:: MATERIAL PROVIDED

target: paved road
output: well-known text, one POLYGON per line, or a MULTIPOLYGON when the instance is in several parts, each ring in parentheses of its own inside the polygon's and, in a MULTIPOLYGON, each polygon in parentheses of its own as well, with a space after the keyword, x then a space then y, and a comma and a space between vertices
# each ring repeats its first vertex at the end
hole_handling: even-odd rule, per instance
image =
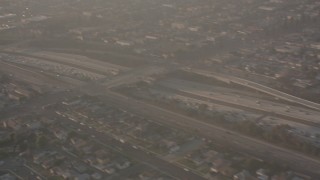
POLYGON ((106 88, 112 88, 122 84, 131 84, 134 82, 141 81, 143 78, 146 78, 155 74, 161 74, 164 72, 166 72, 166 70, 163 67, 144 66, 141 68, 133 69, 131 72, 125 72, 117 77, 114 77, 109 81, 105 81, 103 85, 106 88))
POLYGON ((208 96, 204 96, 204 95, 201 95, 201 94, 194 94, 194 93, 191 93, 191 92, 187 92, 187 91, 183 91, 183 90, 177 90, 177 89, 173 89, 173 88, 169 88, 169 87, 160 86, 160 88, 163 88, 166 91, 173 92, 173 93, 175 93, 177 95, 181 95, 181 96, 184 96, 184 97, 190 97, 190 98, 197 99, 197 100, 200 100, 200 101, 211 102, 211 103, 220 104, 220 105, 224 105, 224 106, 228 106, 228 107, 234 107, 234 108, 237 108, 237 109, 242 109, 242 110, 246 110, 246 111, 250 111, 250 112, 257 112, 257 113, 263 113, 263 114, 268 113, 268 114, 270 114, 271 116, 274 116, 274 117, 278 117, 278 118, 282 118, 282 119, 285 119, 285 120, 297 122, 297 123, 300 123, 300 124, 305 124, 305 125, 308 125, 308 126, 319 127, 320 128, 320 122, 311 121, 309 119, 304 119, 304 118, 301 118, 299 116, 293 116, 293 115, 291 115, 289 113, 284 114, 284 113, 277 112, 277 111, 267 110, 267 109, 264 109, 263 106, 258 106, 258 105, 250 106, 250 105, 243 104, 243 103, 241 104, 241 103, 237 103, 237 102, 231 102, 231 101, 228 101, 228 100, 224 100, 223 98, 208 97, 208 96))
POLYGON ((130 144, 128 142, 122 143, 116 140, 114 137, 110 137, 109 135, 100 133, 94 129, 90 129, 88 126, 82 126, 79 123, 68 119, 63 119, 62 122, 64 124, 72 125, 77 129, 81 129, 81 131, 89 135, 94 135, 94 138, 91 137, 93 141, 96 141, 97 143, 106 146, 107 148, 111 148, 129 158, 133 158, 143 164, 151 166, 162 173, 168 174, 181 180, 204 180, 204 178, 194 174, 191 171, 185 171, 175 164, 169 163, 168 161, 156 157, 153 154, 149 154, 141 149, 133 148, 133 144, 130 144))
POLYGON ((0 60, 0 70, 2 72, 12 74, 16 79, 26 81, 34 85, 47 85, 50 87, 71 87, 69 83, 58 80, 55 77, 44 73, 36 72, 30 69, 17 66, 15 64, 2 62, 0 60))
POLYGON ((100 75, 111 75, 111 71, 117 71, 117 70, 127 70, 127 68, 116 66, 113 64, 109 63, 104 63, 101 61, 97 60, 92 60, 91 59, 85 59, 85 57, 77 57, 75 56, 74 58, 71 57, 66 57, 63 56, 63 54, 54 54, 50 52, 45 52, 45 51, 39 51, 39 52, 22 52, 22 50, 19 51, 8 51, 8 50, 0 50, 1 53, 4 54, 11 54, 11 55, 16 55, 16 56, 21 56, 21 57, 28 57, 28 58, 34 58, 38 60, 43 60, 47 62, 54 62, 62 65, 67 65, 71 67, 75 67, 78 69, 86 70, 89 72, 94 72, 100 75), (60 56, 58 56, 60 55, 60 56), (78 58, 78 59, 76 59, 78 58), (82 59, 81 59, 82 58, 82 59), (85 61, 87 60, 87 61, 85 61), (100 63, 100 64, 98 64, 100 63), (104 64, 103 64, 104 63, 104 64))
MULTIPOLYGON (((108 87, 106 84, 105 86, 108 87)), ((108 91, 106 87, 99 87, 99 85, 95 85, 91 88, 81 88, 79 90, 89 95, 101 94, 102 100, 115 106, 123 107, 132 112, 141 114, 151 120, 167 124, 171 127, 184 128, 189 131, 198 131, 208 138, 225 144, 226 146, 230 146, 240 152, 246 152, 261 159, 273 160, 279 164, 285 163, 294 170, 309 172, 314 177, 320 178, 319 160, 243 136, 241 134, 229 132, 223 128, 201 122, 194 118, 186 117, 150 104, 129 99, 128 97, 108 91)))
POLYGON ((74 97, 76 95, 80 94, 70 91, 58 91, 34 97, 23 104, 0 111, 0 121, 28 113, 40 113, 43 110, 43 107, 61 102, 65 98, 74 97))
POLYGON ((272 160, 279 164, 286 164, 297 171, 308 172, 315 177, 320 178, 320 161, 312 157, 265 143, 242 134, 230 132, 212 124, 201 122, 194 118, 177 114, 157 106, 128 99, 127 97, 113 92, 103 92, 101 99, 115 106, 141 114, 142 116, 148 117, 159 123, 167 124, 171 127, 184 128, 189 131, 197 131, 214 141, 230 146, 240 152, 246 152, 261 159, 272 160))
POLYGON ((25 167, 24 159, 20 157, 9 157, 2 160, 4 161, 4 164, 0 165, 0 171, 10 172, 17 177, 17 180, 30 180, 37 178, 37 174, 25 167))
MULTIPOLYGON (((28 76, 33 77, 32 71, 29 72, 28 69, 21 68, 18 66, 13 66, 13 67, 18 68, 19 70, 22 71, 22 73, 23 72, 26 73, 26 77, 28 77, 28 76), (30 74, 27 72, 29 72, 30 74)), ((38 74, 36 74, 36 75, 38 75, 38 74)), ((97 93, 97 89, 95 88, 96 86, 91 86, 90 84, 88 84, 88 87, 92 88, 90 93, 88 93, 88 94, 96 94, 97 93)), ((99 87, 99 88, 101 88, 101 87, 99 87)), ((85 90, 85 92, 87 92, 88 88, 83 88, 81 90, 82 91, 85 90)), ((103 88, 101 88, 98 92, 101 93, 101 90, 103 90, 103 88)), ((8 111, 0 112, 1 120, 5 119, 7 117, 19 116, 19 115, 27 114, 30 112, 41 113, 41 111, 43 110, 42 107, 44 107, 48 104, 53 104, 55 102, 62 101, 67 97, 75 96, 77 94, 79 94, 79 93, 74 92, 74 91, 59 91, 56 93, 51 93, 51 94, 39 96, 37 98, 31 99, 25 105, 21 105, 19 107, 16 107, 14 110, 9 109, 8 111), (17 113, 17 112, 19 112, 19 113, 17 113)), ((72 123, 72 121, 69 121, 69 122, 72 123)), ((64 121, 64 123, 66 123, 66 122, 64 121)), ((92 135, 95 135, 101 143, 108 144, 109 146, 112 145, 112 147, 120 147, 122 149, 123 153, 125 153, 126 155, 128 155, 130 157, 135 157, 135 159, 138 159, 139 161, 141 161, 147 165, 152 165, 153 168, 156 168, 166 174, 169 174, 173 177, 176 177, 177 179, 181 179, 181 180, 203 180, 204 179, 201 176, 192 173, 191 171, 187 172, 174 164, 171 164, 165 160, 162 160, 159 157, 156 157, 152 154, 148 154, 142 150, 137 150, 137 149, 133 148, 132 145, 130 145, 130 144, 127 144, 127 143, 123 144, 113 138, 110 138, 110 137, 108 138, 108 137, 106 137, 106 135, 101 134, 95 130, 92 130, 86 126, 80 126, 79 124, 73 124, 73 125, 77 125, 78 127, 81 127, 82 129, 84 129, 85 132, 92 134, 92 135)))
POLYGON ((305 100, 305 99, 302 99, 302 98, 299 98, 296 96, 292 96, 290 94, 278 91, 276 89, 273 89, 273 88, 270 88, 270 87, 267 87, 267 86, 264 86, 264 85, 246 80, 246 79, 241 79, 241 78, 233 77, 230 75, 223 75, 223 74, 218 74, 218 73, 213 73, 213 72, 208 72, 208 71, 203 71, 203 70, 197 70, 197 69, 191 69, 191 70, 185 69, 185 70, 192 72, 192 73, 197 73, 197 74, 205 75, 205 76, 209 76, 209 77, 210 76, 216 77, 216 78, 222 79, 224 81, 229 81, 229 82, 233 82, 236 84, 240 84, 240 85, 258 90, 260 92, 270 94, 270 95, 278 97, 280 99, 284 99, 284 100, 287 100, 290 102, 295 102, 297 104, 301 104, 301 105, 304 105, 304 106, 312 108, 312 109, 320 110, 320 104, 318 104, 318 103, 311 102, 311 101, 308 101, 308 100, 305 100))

::::

_ASSIGNED TASK_. Give back exactly the lines of the listing above that run from the line with "output: well-known text, one" to the line with "hole_handling: even-odd rule, per instance", inclusive.

_YOUR RESPONSE_.
output: well-known text, one POLYGON per line, or a MULTIPOLYGON when the instance is in several parts, each ring in parentheses of its own inside the polygon's and, in a MULTIPOLYGON, each polygon in parentheses of its own as well, with a space after the keyword, x then a space then y, and a comma and a space between vertices
# each ring repeats its first vertex at the end
hole_handling: even-odd rule, per instance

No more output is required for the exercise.